▶ [Exercise material]
※
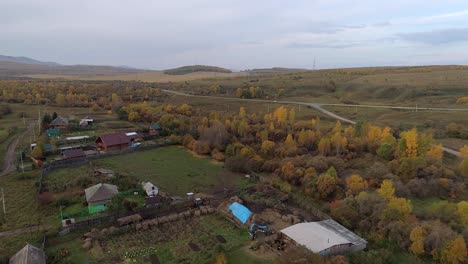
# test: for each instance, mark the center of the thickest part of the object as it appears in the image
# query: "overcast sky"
(237, 34)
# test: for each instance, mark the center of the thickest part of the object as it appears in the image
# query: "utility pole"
(22, 164)
(3, 202)
(39, 120)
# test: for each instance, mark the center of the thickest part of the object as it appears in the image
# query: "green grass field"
(170, 242)
(173, 169)
(21, 203)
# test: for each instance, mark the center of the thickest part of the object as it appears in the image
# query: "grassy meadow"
(170, 243)
(163, 167)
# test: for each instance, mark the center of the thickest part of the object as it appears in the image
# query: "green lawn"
(22, 208)
(170, 243)
(173, 169)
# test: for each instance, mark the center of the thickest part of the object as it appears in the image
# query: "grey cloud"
(297, 45)
(437, 37)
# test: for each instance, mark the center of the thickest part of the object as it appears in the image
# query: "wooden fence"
(48, 167)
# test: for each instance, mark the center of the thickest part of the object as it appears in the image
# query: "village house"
(325, 237)
(112, 142)
(86, 122)
(53, 132)
(240, 213)
(150, 189)
(154, 129)
(29, 255)
(59, 122)
(73, 154)
(99, 196)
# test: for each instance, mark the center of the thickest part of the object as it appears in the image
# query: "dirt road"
(9, 164)
(22, 230)
(319, 107)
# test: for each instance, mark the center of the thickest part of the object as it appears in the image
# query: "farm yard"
(161, 166)
(197, 240)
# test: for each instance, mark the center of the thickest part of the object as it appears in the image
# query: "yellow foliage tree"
(242, 112)
(281, 115)
(221, 259)
(292, 115)
(462, 211)
(417, 240)
(455, 252)
(386, 189)
(268, 147)
(356, 184)
(398, 209)
(239, 92)
(464, 151)
(435, 153)
(324, 146)
(288, 170)
(411, 138)
(290, 142)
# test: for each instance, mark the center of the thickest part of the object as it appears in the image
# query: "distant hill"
(195, 68)
(274, 70)
(9, 68)
(27, 60)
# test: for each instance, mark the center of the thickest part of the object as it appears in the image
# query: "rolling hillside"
(9, 68)
(195, 68)
(26, 60)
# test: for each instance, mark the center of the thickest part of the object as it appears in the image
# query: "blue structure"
(240, 212)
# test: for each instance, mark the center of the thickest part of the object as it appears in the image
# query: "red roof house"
(112, 142)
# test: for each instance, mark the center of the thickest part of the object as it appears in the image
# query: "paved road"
(319, 107)
(9, 164)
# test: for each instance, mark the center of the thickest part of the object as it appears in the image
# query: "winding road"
(9, 164)
(319, 107)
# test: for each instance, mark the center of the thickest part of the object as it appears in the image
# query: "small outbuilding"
(154, 129)
(240, 212)
(73, 154)
(29, 255)
(59, 122)
(325, 237)
(150, 189)
(113, 142)
(53, 132)
(86, 122)
(99, 196)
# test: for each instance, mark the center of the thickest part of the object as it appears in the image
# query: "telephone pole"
(3, 202)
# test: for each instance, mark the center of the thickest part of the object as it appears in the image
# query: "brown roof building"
(100, 193)
(29, 255)
(59, 122)
(73, 153)
(112, 142)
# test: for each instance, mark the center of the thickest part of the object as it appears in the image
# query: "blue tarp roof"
(240, 212)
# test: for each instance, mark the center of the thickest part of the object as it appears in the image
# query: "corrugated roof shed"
(114, 139)
(240, 212)
(59, 121)
(29, 255)
(319, 236)
(100, 192)
(73, 153)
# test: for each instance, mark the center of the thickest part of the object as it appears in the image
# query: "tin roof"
(319, 236)
(114, 139)
(100, 192)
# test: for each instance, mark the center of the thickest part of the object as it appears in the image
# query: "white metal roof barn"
(325, 237)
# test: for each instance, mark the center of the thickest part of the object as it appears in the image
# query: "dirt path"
(22, 230)
(9, 164)
(318, 106)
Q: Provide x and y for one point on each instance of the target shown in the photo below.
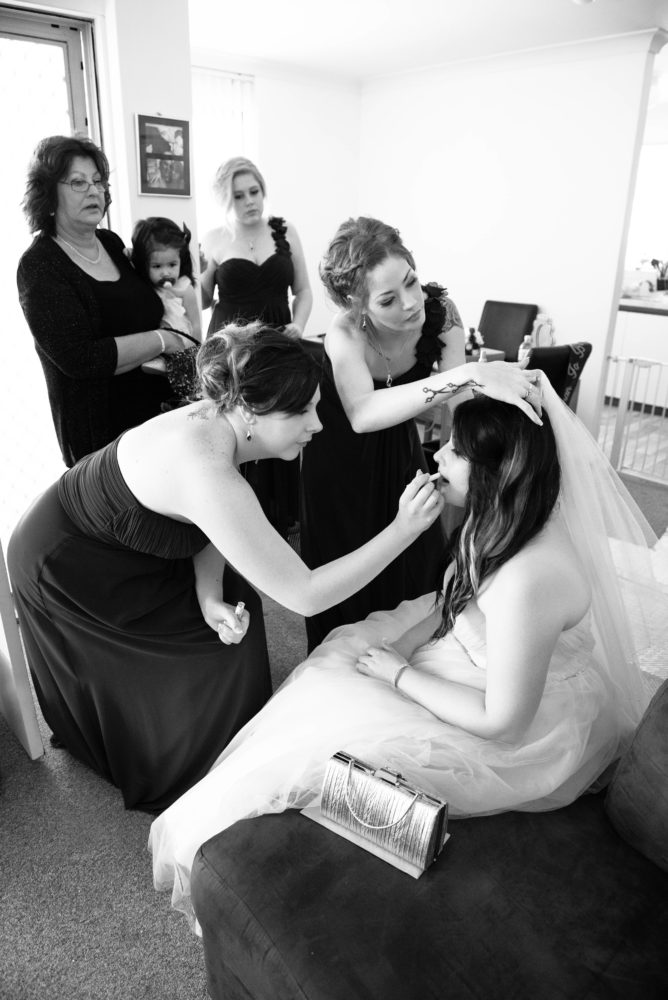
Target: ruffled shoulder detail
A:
(441, 314)
(279, 231)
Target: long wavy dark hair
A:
(514, 484)
(50, 163)
(156, 233)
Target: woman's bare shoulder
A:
(546, 568)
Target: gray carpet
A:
(79, 918)
(652, 498)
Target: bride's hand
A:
(509, 382)
(381, 662)
(419, 505)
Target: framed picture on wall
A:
(163, 147)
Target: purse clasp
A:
(385, 774)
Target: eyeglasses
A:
(81, 186)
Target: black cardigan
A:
(59, 303)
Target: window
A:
(46, 65)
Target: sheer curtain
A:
(224, 125)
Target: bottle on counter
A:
(525, 348)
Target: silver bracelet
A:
(400, 670)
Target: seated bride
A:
(513, 686)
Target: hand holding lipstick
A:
(419, 505)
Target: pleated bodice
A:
(97, 499)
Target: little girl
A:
(161, 255)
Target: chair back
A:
(563, 366)
(504, 325)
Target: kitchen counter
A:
(654, 303)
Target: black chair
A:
(504, 325)
(563, 366)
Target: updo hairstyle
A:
(49, 165)
(224, 179)
(514, 483)
(258, 367)
(358, 247)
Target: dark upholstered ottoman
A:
(519, 906)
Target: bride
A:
(514, 687)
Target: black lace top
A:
(249, 291)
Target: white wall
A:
(308, 152)
(510, 179)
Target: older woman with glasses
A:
(94, 321)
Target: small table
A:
(491, 352)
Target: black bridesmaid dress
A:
(128, 675)
(246, 292)
(351, 484)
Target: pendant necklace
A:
(375, 346)
(88, 260)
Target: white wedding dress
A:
(592, 700)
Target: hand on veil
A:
(508, 382)
(381, 662)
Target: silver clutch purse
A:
(379, 810)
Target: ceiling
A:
(360, 39)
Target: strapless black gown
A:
(246, 292)
(249, 291)
(351, 484)
(128, 675)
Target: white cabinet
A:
(641, 335)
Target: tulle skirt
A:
(278, 760)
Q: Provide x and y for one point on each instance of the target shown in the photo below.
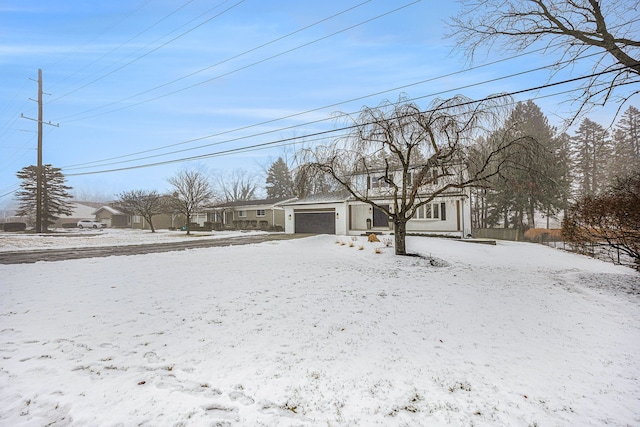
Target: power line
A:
(344, 128)
(232, 71)
(147, 53)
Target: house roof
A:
(81, 210)
(109, 209)
(257, 202)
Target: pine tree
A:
(626, 144)
(536, 182)
(279, 181)
(591, 151)
(54, 194)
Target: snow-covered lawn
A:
(75, 238)
(312, 333)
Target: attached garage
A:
(315, 221)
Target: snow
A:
(309, 332)
(69, 238)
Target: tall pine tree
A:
(279, 181)
(54, 194)
(591, 151)
(536, 182)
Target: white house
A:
(449, 214)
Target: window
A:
(377, 182)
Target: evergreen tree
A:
(626, 144)
(591, 151)
(537, 182)
(279, 181)
(54, 194)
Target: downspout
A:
(462, 215)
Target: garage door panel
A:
(315, 222)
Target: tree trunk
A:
(400, 230)
(153, 230)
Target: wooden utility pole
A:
(39, 169)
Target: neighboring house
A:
(80, 210)
(264, 214)
(117, 217)
(448, 214)
(113, 217)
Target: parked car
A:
(89, 223)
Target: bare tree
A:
(612, 217)
(191, 192)
(238, 185)
(569, 28)
(55, 194)
(143, 203)
(398, 158)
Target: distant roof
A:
(110, 209)
(321, 198)
(257, 202)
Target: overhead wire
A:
(101, 162)
(340, 129)
(66, 118)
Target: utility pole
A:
(39, 177)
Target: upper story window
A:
(430, 211)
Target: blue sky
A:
(133, 83)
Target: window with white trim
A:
(428, 211)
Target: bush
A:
(540, 235)
(14, 226)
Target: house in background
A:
(113, 217)
(264, 214)
(80, 210)
(449, 214)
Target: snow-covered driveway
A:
(313, 333)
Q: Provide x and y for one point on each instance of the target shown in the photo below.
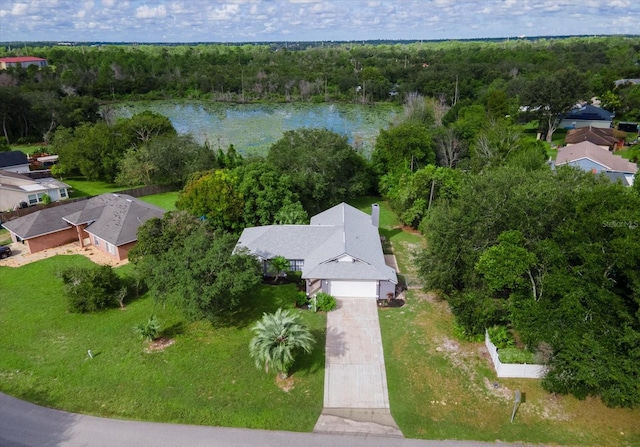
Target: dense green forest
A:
(551, 256)
(63, 94)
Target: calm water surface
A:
(253, 128)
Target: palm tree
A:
(277, 337)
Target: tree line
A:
(36, 101)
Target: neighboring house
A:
(587, 115)
(14, 161)
(22, 61)
(629, 127)
(16, 189)
(589, 157)
(601, 137)
(339, 252)
(622, 82)
(109, 222)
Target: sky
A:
(309, 20)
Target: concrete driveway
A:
(356, 399)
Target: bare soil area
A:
(21, 255)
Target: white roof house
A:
(339, 252)
(19, 188)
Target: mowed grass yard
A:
(206, 377)
(443, 388)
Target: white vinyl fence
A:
(512, 370)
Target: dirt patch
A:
(409, 229)
(285, 385)
(21, 255)
(159, 344)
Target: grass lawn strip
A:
(83, 188)
(206, 377)
(165, 200)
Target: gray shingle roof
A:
(114, 218)
(337, 232)
(12, 158)
(587, 150)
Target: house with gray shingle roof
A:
(586, 115)
(19, 190)
(603, 137)
(14, 161)
(339, 252)
(109, 222)
(589, 157)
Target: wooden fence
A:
(134, 192)
(512, 370)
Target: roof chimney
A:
(375, 215)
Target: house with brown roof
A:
(109, 222)
(589, 157)
(21, 61)
(602, 137)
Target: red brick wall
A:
(123, 250)
(52, 240)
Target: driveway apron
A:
(356, 399)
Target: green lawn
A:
(83, 188)
(165, 200)
(29, 149)
(206, 377)
(5, 237)
(443, 388)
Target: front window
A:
(296, 265)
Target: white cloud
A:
(146, 12)
(19, 9)
(226, 12)
(236, 20)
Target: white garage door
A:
(353, 288)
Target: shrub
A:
(501, 337)
(475, 311)
(90, 288)
(301, 299)
(515, 355)
(149, 330)
(325, 302)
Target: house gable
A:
(14, 161)
(112, 218)
(339, 244)
(586, 153)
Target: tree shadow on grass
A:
(266, 299)
(173, 330)
(314, 361)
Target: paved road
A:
(26, 425)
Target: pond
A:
(253, 128)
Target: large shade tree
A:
(553, 255)
(323, 168)
(278, 337)
(187, 263)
※
What are the lines above, starting at the one with "Target: tall pine tree" and ending at the one with "Target: blue sky"? Give them again exactly, and only them.

Target: tall pine tree
A:
(279, 181)
(54, 194)
(591, 151)
(536, 182)
Target: white house
A:
(449, 214)
Target: window
A:
(377, 182)
Target: evergreen tree
A:
(626, 144)
(591, 151)
(537, 182)
(279, 181)
(54, 194)
Target: downspout
A:
(462, 215)
Target: garage door panel
A:
(315, 222)
Target: tree trunk
A:
(400, 230)
(153, 230)
Target: wooden utility pole
A:
(39, 169)
Target: neighboring house
A:
(80, 210)
(264, 214)
(117, 217)
(448, 214)
(113, 217)
Target: parked car
A:
(89, 223)
Target: bare tree
A:
(612, 217)
(191, 192)
(238, 185)
(569, 28)
(55, 194)
(143, 203)
(398, 158)
Target: distant roof
A:
(110, 209)
(321, 198)
(257, 202)
Target: overhead wire
A:
(101, 162)
(340, 129)
(66, 118)
Target: utility pole
A:
(39, 177)
Target: upper story window
A:
(430, 211)
Target: blue sky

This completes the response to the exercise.